■ **Article**
Intelligent power grids: IoT and the energy revolution

30.11.2020 by Pauline Batzer
People with protective helmets in front of windmills.

The energy sector is changing: Coal-fired power plants and nuclear reactors are giving way to wind turbines and solar panels to cover our future energy needs. What role will the Internet of Things play for electrical grid operators and consumers?

The energy sector is becoming greener. Whereas coal-fired and nuclear power plants used to be the primary sources of Germany’s electricity, thousands of wind turbines, biogas plants and solar parks are now producing energy between Kiel and Lake Constance. The share of renewable energy covering total electricity consumption continues to grow: In 2000, six percent of Germany’s electricity was generated from green sources, but by 2019 this figure had risen to 42 percent. This means the target for a successful transition to renewable energy according to the German government’s Renewable Energy Sources Act (EEG) has already been met: By 2025 more than 40 percent of the electricity consumed in Germany should come from green energy sources.

■ **Raw data**
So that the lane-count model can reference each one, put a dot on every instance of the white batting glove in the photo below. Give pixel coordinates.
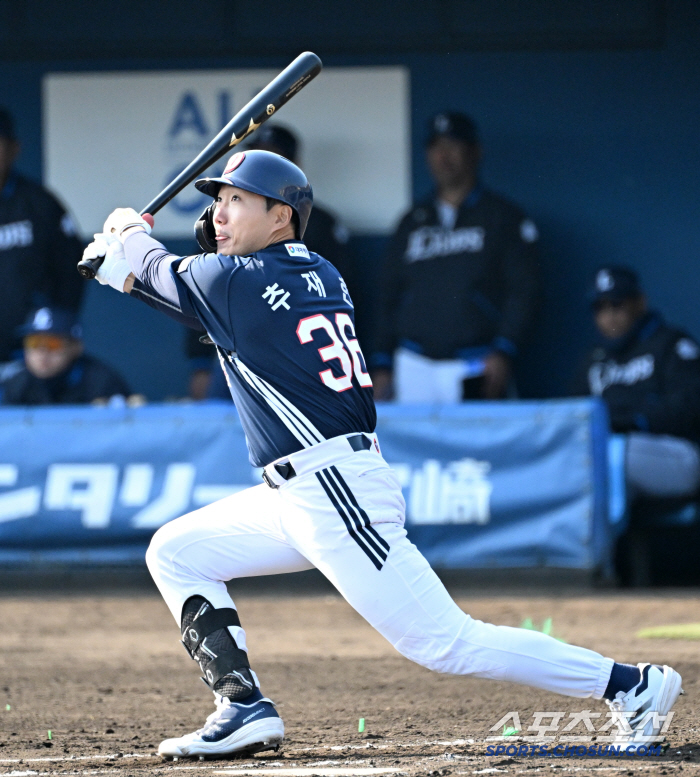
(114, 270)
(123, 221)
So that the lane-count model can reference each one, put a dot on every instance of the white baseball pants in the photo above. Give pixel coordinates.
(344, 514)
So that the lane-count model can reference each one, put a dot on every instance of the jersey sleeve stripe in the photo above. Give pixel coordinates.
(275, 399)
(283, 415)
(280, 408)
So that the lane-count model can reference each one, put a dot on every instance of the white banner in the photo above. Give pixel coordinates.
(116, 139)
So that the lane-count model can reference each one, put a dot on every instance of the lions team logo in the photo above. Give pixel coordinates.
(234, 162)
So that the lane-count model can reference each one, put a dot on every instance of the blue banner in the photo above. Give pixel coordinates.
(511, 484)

==

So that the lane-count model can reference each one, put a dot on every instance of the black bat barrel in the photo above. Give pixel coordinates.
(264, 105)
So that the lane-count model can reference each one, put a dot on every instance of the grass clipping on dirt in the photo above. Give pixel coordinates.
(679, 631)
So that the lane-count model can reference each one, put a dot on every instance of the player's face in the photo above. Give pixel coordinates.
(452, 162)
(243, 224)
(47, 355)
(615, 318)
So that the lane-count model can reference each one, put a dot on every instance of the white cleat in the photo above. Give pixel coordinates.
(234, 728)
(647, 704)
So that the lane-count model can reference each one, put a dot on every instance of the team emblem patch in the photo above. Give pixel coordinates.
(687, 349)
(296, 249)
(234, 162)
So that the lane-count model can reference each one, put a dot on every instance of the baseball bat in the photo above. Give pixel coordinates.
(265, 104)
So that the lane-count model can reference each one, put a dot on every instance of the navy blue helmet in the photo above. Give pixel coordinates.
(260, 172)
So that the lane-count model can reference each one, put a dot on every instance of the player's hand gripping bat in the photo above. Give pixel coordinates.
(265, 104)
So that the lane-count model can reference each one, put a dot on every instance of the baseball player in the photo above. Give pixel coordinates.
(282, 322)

--

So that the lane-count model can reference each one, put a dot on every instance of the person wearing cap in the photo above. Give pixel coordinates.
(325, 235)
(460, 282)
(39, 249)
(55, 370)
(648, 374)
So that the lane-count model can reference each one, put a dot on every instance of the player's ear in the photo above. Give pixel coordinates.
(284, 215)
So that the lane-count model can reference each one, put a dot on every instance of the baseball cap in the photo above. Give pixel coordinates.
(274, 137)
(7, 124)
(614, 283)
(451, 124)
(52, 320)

■ **Requests**
1. Reproduce the stretch of the smart power grid article from "Intelligent power grids: IoT" through "operators and consumers?".
2. Carry on the article about intelligent power grids and IoT from its last sentence.

■ **Answers for this exercise**
1.
Intelligent power grids: IoT and the energy revolution

30.11.2020 by Pauline Batzer
People with protective helmets in front of windmills.

The energy sector is changing: Coal-fired power plants and nuclear reactors are giving way to wind turbines and solar panels to cover our future energy needs. What role will the Internet of Things play for electrical grid operators and consumers?

2.
Controlling Smart Power Grids With Digital Solutions

The increasing share of renewables means CO2 emissions are decreasing. However, new challenges are also emerging for the energy markets, such as the management of decentralized plants, greater dependence on weather conditions and the reliable feeding and distribution of electricity into and from the power grid. Until now, such management has been quite simple: network operators only had to control a few power plants, making it easy to coordinate generation, consumption and storage. They always knew how much electricity each power plant would supply and when. In addition, plants could be switched off or started up depending on the current network load.

But the more decentralized the energy supply becomes, the more complex the control of the grid becomes. Wind turbines only supply electricity when a breeze blows and solar parks only when the sun is shining. Today, thousands of decentralized energy generation units feed electricity into the network. In order to avoid overloading or underloading the grid, companies in the energy sector must be able to react at any time to start up or shut down plants. This is a task for the energy sector that can hardly be solved without digital support, especially since network operators simply do not have access to the many plants feeding in power.

How Do Network Operators Obtain Electricity Consumption Data?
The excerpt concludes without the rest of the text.